_Challenge_.
Reproduce the data below with "a single point for each instance" substituted for each occurrence of "one point per instance" and every other word left as it is. Omit the pictures from the reproduced data.

_Object point labels_.
#####
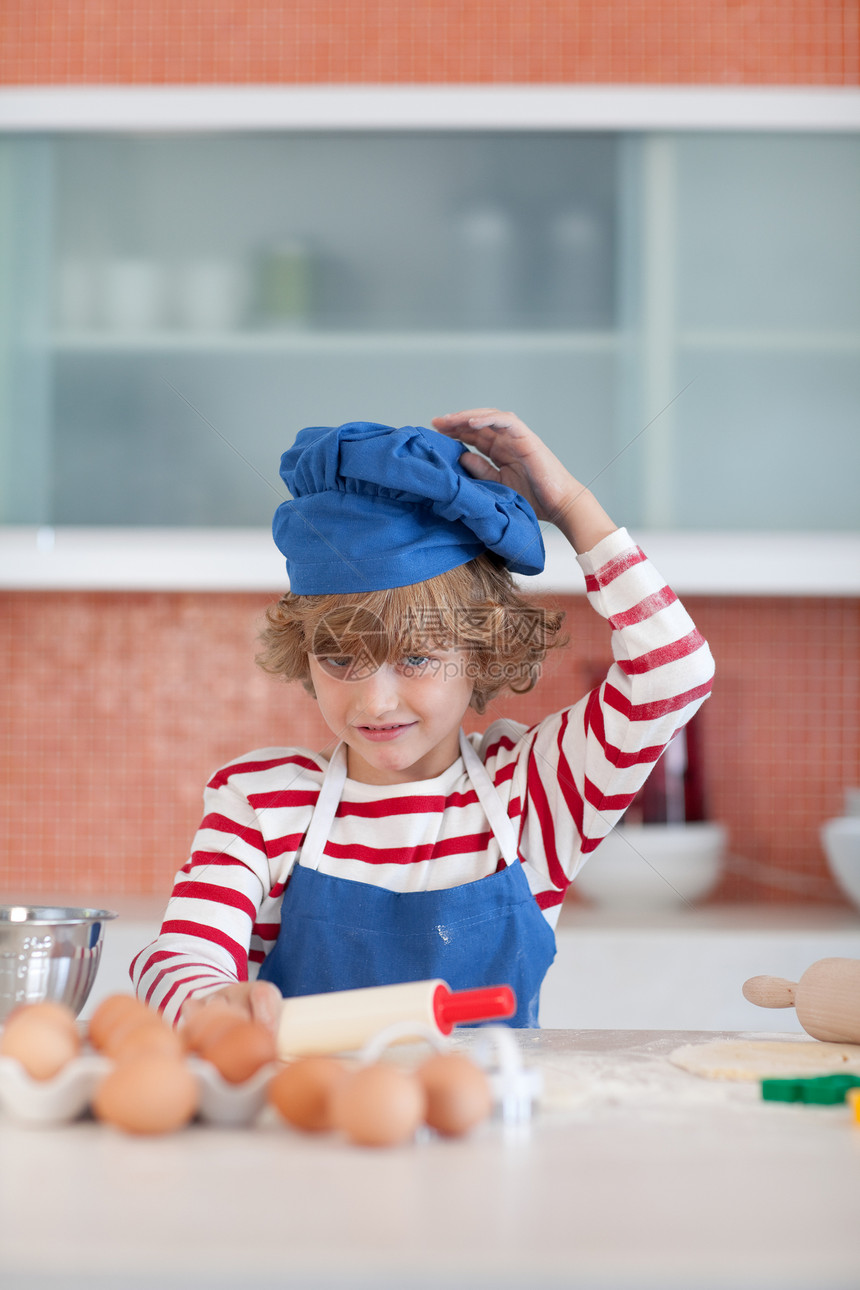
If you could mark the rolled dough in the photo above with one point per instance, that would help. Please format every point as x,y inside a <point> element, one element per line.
<point>763,1059</point>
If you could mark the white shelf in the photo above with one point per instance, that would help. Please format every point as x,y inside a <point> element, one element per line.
<point>794,342</point>
<point>115,559</point>
<point>110,109</point>
<point>342,341</point>
<point>543,341</point>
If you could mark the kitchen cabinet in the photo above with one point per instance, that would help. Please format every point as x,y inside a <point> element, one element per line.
<point>676,311</point>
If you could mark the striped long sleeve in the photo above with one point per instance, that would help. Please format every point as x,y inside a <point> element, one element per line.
<point>565,782</point>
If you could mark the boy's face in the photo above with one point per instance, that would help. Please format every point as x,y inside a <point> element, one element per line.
<point>401,720</point>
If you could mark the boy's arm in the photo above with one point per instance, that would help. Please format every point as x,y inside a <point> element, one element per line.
<point>587,763</point>
<point>515,456</point>
<point>206,930</point>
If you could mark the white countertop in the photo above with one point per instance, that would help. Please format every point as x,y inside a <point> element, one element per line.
<point>681,969</point>
<point>635,1174</point>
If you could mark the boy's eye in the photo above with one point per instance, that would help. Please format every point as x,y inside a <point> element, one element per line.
<point>415,659</point>
<point>337,663</point>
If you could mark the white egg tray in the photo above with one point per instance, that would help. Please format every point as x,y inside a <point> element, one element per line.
<point>67,1097</point>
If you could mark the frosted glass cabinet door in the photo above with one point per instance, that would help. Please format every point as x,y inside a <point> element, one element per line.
<point>767,324</point>
<point>678,315</point>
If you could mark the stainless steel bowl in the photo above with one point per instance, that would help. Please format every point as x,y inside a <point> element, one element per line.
<point>49,952</point>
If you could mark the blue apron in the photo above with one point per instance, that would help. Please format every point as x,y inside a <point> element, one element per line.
<point>342,934</point>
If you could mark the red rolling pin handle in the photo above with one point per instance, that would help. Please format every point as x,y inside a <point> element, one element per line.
<point>451,1008</point>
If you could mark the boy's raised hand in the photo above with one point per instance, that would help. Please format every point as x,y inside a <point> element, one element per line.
<point>518,458</point>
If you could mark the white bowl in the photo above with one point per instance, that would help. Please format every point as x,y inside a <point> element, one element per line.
#####
_Written answer_.
If you could mark the rolled dough in the photo above with a single point for each instance, that would help. Please format every point as x,y inside a <point> element, one element per line.
<point>763,1059</point>
If you could mark the white shelf in the photo above with a single point for each instance, that would help. Please format every point as x,y inside a <point> element, one element per line.
<point>794,342</point>
<point>115,559</point>
<point>110,109</point>
<point>342,341</point>
<point>543,341</point>
If you could mark the kitchen cabinet in the photo above with a single point for each instance, that would help. Please format every point as x,y inside a <point> element, one element per line.
<point>676,311</point>
If you could mark the striped long sleeve in the photo above with a single point for each instance, that would help. Please format every point as x,y inside a <point> element, one element per line.
<point>565,782</point>
If you could mark the boy's face in the photo above with a single point for each instance, that would help. Please format every point as x,y inside a <point> element, one element per line.
<point>401,720</point>
If you could mark the boy's arm in the photo above with a single point for each instance, that would help. Please format every point as x,y inside a <point> element, one element per line.
<point>587,763</point>
<point>515,456</point>
<point>206,930</point>
If you could mark the white countertop in the photo above with a single point for each instance, that would help. Please format every point as x,y inside a <point> element, one element per line.
<point>681,969</point>
<point>635,1174</point>
If you could mark the boy's eye in the photo above with a single point for each instance, that would help. Please format every point as x,y inside a <point> element, one element per line.
<point>415,659</point>
<point>337,663</point>
If you could mark the white egg tray in the photo above with a single point for each instance, that would help. Please format every point as x,y inside a <point> element, one element per line.
<point>67,1097</point>
If you could mark the frosted glass cabinet door in the photo above with a single point for each instance, that would help. Please format every point as x,y inside a <point> element, one element per line.
<point>767,324</point>
<point>678,315</point>
If you could mark the stainless steel bowl in the photo above with a single point for each instance, that would help. Please format every point as x,y inside a <point> element, one element per line.
<point>49,952</point>
If you could mark the blue apron in the photo above with a single point for each instance, that would help. Please format every point as x,y inside a <point> element, one element per line.
<point>342,934</point>
If you could mark the red rolling pin handle in the photo above with a single point for each instance, that would help. Please format every point as x,y inside a <point> element, one element per line.
<point>451,1008</point>
If you could mark the boy's raised hand in the photo above with a single point for each instance, that would help. Please format every point as x,y inside a <point> element, one element per line.
<point>518,458</point>
If you could mark the white bowl in the photo above with a single point for each instance, that would help. Please format every point as x,y inside a <point> element, one element per line.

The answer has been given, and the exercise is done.